ENTRIES SUPPLIED:
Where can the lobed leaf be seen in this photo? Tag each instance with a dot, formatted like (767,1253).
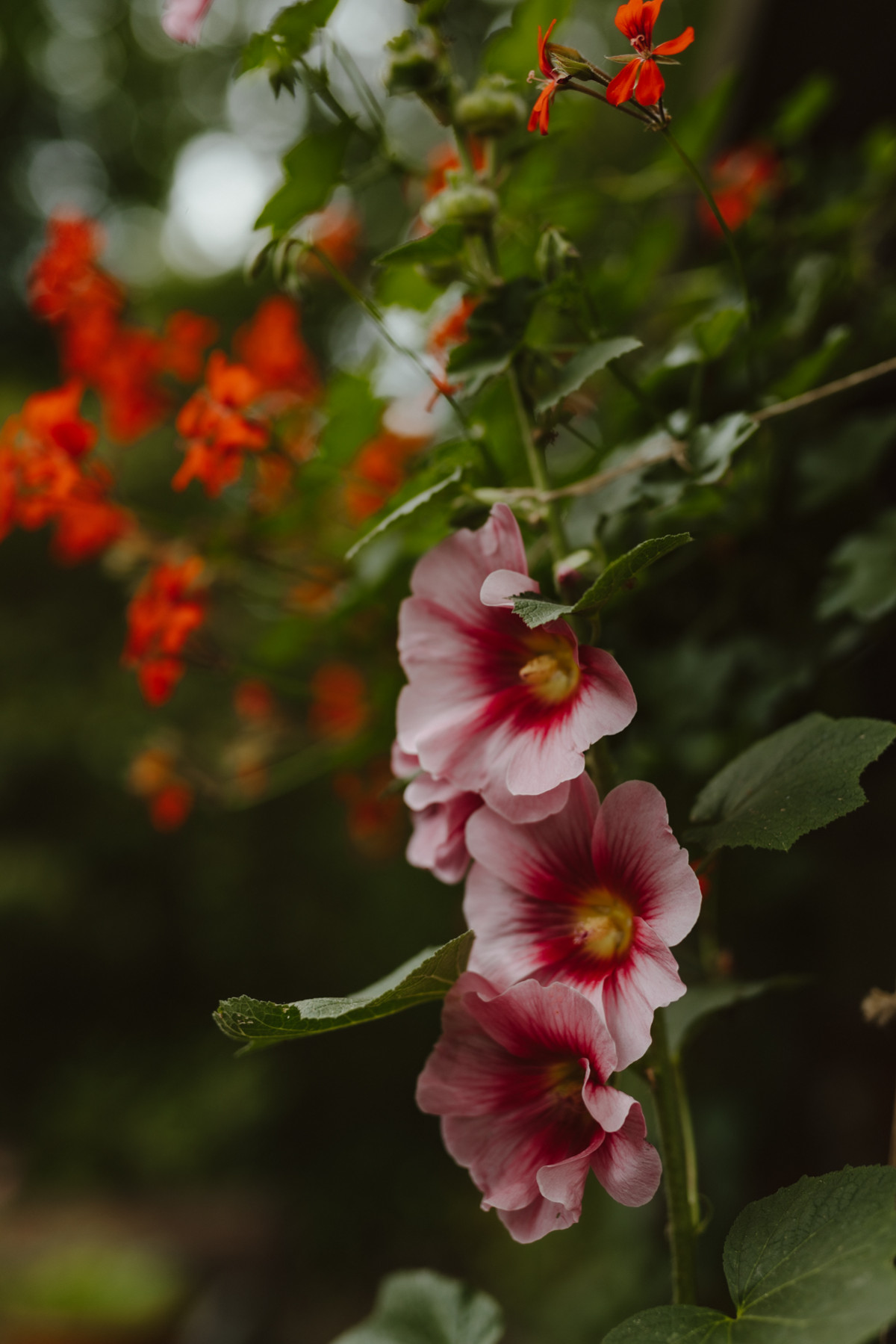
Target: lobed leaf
(791,782)
(536,610)
(582,366)
(426,1308)
(428,976)
(813,1263)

WHAT THE TASK REQUIRES: Write these lines out again, changing every "lobed leaf" to "maple leaf" and keeping everything else the same, but without the picture.

FINISHED TASK:
Where can the maple leaf be seen in this photo? Tag each instance with a dot, formatted like (767,1253).
Target: maple leaf
(791,782)
(536,610)
(582,366)
(426,1308)
(428,976)
(813,1263)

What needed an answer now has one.